# Excerpted text
What Hinduism is, and what it is not
The term "Hinduism" is a nineteenth-century coinage, borrowed from Persian and English colonial usage. The traditions it names call themselves Sanatana Dharma, the eternal order, or simply dharma, the way things ought to be done. Dharma is context-sensitive: it shifts with caste, life stage, and circumstance. A warrior's dharma differs from a priest's. A student's differs from a householder's. There is no universal commandment that applies to all people at all times.
What unites the tradition is not belief but practice and a shared textual heritage. Sacrifice, pilgrimage, mantra recitation, temple worship, and domestic ritual all draw on a common pool of stories, deities, and cosmological assumptions. The gods are many, and they are also one. Monotheism and polytheism are Western categories that fit poorly here. A devotee may worship Vishnu as the supreme reality and still honour Shiva, Ganesha, and the local goddess without contradiction.
The tradition is also geographically rooted. The Ganges, the Yamuna, Mount Kailash, and the city of Varanasi are not symbols. They are sacred in themselves, places where the boundary between human and divine thins. Pilgrimage is not metaphor.
The Vedic foundation: hymns, sacrifice, and the oldest gods
The Vedic foundation: hymns, sacrifice, and the oldest gods
The Vedas are the oldest layer of Hindu scripture, composed in an archaic form of Sanskrit between roughly 1500 and 500 BCE. They are not narrative texts. They are liturgical: hymns, invocations, and ritual instructions meant to be chanted aloud by priests during sacrifice. The tradition considers them shruti, heard rather than authored, revealed to seers in states of heightened perception.
The Rigveda and the early pantheon
The Rigveda, the oldest of the four Vedas, contains 1,028 hymns arranged in ten books. It addresses a pantheon of devas, gods who govern natural and cosmic forces. These are not distant creators. They are invoked, praised, and bargained with. The hymns ask for cattle, sons, victory in battle, long life, and protection from enemies both human and demonic.

# Supplied information
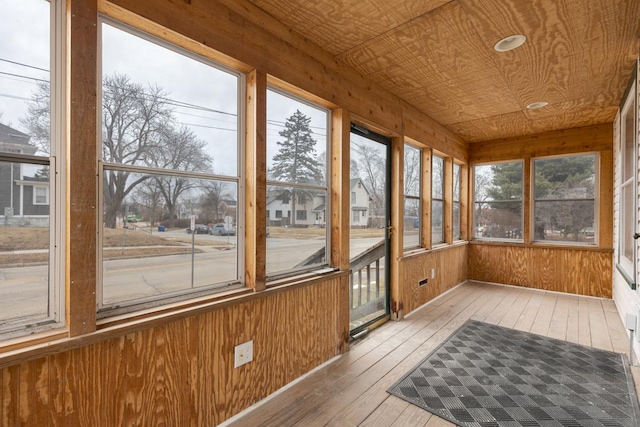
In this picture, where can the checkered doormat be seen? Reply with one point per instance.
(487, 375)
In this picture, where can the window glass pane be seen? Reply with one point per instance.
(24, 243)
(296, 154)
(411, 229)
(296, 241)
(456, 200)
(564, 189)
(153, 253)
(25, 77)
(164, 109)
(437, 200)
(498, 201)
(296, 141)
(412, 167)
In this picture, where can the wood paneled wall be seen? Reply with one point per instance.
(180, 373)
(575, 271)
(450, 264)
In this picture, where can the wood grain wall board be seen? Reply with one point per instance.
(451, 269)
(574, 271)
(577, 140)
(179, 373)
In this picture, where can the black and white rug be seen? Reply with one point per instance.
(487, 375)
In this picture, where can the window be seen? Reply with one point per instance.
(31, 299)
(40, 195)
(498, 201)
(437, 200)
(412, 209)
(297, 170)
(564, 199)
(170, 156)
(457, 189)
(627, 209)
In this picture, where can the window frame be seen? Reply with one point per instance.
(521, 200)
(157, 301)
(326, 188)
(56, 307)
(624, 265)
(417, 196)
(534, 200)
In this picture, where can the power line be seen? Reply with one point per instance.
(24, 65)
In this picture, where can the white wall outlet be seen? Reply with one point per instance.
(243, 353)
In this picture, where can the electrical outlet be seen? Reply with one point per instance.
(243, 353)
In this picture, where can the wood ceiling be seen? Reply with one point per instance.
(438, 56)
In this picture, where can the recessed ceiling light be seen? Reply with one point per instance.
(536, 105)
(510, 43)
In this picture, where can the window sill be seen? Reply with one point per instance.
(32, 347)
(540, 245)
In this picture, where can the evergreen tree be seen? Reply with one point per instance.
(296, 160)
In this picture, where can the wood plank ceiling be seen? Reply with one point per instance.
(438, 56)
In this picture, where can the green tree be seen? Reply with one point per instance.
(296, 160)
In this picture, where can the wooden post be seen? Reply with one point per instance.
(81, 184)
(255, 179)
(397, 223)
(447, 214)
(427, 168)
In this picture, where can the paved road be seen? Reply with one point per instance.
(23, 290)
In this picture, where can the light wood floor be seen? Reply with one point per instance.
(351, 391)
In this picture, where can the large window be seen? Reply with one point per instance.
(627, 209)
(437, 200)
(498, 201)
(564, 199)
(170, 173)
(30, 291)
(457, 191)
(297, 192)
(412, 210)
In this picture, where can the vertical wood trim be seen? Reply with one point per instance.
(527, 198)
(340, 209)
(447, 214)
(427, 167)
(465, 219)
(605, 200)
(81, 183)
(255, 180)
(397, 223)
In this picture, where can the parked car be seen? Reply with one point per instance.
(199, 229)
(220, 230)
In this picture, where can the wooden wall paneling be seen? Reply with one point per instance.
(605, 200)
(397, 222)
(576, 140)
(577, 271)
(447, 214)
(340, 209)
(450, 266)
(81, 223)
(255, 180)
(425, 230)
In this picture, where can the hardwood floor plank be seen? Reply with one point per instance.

# Stated task 1
List the sacred places named in the text on Hinduism.
# Stated task 2
Copy out the records unchanged, from the line containing "In this picture, where can the wooden wall" through the last line of the records.
The text and the records have nothing to do with each other.

# Worked answer 1
The Ganges, the Yamuna, Mount Kailash, and the city of Varanasi.

# Worked answer 2
In this picture, where can the wooden wall paneling be seen? Reply with one point per instance.
(605, 200)
(397, 222)
(576, 140)
(577, 271)
(447, 214)
(340, 209)
(450, 266)
(81, 223)
(255, 180)
(425, 230)
In this picture, where can the hardwood floor plank be seen? Reply with one point per instance.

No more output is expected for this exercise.